Nowadays, the projective space P^{n} of dimension n is usually defined as the set of the lines passing through a point, considered as the origin, in the affine space of dimension n + 1, or equivalently to the set of the vector lines in a vector space of dimension n + 1. When a coordinate system has been chosen in the space of dimension n + 1, all the points of a line have the same set of coordinates, up to the multiplication by an element of k. This defines the homogeneous coordinates of a point of P^{n} as a sequence of n + 1 elements of the base field k, defined up to the multiplication by a nonzero element of k (the same for the whole sequence).

A polynomial in n + 1 variables vanishes at all points of a line passing through the origin if and only if it is homogeneous. In this case, one says that the polynomial vanishes at the corresponding point of P^{n}. This allows us to define a projective algebraic set in P^{n} as the set V(f_{1}, ..., f_{k}), where a finite set of homogeneous polynomials {f_{1}, ..., f_{k}} vanishes. Like for affine algebraic sets, there is a bijection between the projective algebraic sets and the reduced homogeneous ideals which define them. The projective varieties are the projective algebraic sets whose defining ideal is prime. In other words, a projective variety is a projective algebraic set, whose homogeneous coordinate ring is an integral domain, the projective coordinates ring being defined as the quotient of the graded ring or the polynomials in n + 1 variables by the homogeneous (reduced) ideal defining the variety. Every projective algebraic set may be uniquely decomposed into a finite union of projective varieties.

_Source data_
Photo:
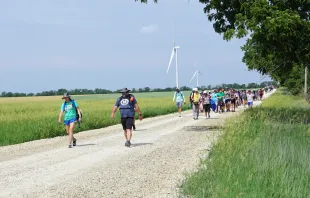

_Job 1_
Answer these questions from the passage on projective space:
(a) How many elements of the base field k make up the homogeneous coordinates of a point of P^{n}?
(b) What must be true of a polynomial in n + 1 variables for it to vanish at all points of a line passing through the origin?
(c) What kind of defining ideal does a projective algebraic set need to be a projective variety?
_Job 2_
Retype a part of the passage on projective space, starting at "Nowadays, the projective" and ending at "the whole sequence).".
The listing plays no part in this work.

_Correct output 1_
(a) n + 1 elements.
(b) It must be homogeneous.
(c) A prime ideal.

_Correct output 2_
Nowadays, the projective space P^{n} of dimension n is usually defined as the set of the lines passing through a point, considered as the origin, in the affine space of dimension n + 1, or equivalently to the set of the vector lines in a vector space of dimension n + 1. When a coordinate system has been chosen in the space of dimension n + 1, all the points of a line have the same set of coordinates, up to the multiplication by an element of k. This defines the homogeneous coordinates of a point of P^{n} as a sequence of n + 1 elements of the base field k, defined up to the multiplication by a nonzero element of k (the same for the whole sequence).